* _HOW TO COMPLETE THIS TASK_:
Transcribe the passage of the commentary on youth arrest rates below, starting with "There are two" and going on through "alienation and separation.".

[[ TEXT UNDER STUDY open ]]

Earlier this week, Pediatrics magazine published a study reporting that approximately 1 in every 3 Americans are arrested by the time they turn 23-years-old, a significantly higher number from the 22% estimated by a 1965 study.
There are many ambiguities within the report: The crimes committed are not specified, although minor traffic violations were not counted; also, the race, gender, and socioeconomic status of the participants were not disclosed. But the statistic alone should force us to reflect on the problems it raises.
The study is alarming for a number of reasons. First, because according to another recently published report by the FBI, violent and property-related crime has gone down, meaning that young people are being arrested for pettier offenses in larger numbers. Though the study doesn't break down the crimes people were arrested for, the report also implies one possible reason: drug use, and specifically marijuana. Nearly 750,000 people are arrested each year on marijuana possession, with young black people arrested at seven times the rate as white Americans (and still pot use continues to grow among high schoolers). It is clear that the rate of arrest doesn't lead to prevention of crime; instead, it leads to incredibly unbalanced prison populations and a widening divide between the inner-cities and the rest of America.
There are two conclusions to be drawn, both of which are equally frightening: One, that the prevalence of mental diseases or imbalances is growing, unchecked by schools, families, and mental health professionals, and causing more and more young people to commit crimes. The other is that young people — poor black young men, in particular — are slowly being pushed out of mainstream society. With criminal records, finding a job or applying for public housing becomes difficult; as for being taken out of society for months or years at a time, it can be even more damaging and permanently disrupt someone's education or work. What's more, being pulled out of society can increase feelings of alienation and separation.
This is clearly not a problem that should go unchecked. This study has opened up a discussion that should not be ignored by the government when dealing with prisons — many of which are privately owned and therefore have an incentive to increase arrest rates. Otherwise, we risk alienating generations and generations of young Americans.

[[ TEXT UNDER STUDY closed ]]
[[ DATASET RECORDS open ]]

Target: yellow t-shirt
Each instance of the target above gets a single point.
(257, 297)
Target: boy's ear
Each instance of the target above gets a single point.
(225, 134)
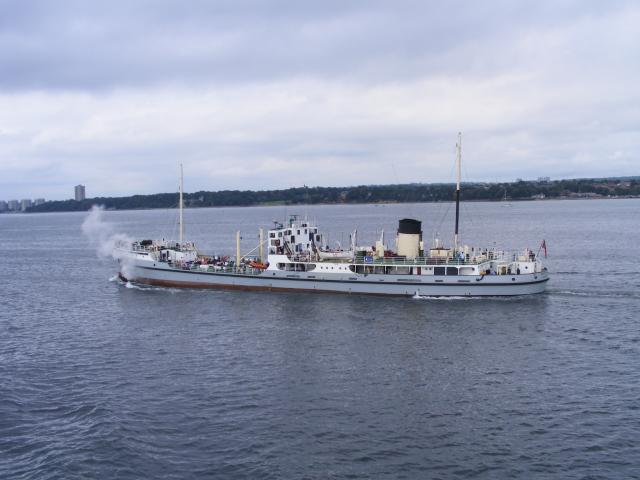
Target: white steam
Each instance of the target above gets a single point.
(107, 242)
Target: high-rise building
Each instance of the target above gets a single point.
(79, 193)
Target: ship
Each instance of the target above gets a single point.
(294, 257)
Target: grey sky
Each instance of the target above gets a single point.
(257, 94)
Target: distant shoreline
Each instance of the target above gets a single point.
(381, 202)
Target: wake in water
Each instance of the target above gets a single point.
(577, 293)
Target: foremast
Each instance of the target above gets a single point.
(458, 169)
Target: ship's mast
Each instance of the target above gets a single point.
(458, 168)
(181, 207)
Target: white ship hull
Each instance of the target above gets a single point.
(160, 274)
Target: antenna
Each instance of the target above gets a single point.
(458, 167)
(181, 207)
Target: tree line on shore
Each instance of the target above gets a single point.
(405, 193)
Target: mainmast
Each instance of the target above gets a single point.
(181, 207)
(458, 168)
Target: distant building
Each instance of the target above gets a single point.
(79, 193)
(26, 203)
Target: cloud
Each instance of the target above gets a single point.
(270, 95)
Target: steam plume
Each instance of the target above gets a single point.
(107, 242)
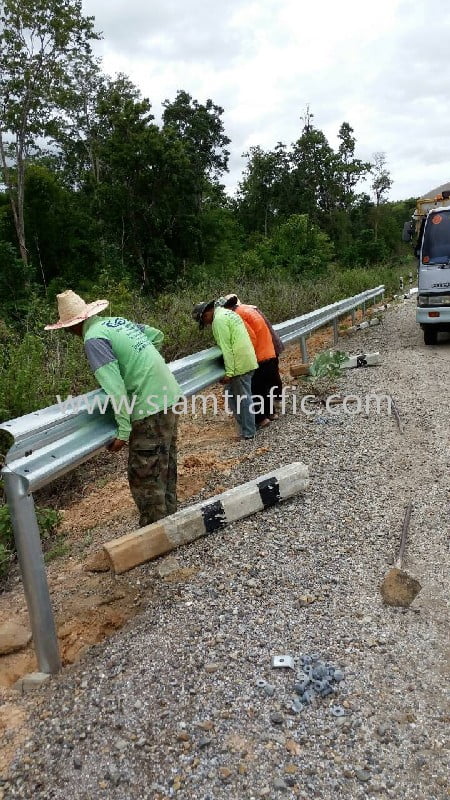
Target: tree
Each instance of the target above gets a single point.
(43, 44)
(381, 184)
(200, 128)
(351, 169)
(315, 185)
(261, 189)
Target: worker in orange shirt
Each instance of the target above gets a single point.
(266, 382)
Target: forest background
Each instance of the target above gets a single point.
(97, 197)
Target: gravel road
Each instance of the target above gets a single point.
(170, 706)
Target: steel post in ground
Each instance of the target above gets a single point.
(32, 566)
(304, 350)
(335, 331)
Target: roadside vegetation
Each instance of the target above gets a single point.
(98, 197)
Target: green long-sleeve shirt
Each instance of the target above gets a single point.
(232, 337)
(126, 363)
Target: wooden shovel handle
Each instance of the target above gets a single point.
(405, 527)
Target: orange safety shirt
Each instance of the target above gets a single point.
(258, 331)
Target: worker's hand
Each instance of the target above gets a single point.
(116, 445)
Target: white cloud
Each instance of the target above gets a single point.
(381, 67)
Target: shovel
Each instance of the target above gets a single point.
(398, 588)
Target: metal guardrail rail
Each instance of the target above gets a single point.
(53, 441)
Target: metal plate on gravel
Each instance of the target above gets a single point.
(280, 662)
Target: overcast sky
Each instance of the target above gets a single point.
(381, 66)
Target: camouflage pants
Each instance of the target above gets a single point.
(152, 466)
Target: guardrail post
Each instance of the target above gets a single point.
(32, 567)
(335, 330)
(304, 350)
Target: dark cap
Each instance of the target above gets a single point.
(198, 311)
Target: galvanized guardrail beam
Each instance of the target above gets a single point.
(53, 441)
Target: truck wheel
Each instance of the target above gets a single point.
(429, 334)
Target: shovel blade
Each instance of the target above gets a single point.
(399, 589)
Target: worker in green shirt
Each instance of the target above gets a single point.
(239, 357)
(141, 389)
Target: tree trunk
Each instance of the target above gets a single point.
(16, 197)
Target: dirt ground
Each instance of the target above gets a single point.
(90, 606)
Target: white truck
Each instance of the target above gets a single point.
(430, 223)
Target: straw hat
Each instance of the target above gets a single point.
(73, 309)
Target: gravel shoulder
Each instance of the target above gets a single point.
(170, 707)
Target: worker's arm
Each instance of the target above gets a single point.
(106, 370)
(155, 336)
(222, 335)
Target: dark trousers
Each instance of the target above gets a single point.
(266, 388)
(152, 466)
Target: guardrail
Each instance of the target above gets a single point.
(53, 441)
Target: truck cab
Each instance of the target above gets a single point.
(431, 224)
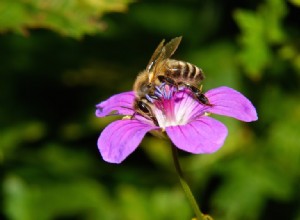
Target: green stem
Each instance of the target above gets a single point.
(186, 187)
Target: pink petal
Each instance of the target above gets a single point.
(204, 135)
(229, 102)
(120, 104)
(121, 138)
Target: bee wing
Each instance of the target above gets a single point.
(163, 52)
(155, 56)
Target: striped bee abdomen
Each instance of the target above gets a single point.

[[ DATASET RECORDS closed ]]

* _YOUR RESPONSE_:
There are two conclusions to be drawn, both of which are equally frightening: One, that the prevalence of mental diseases or imbalances is growing, unchecked by schools, families, and mental health professionals, and causing more and more young people to commit crimes. The other is that young people — poor black young men, in particular — are slowly being pushed out of mainstream society. With criminal records, finding a job or applying for public housing becomes difficult; as for being taken out of society for months or years at a time, it can be even more damaging and permanently disrupt someone's education or work. What's more, being pulled out of society can increase feelings of alienation and separation.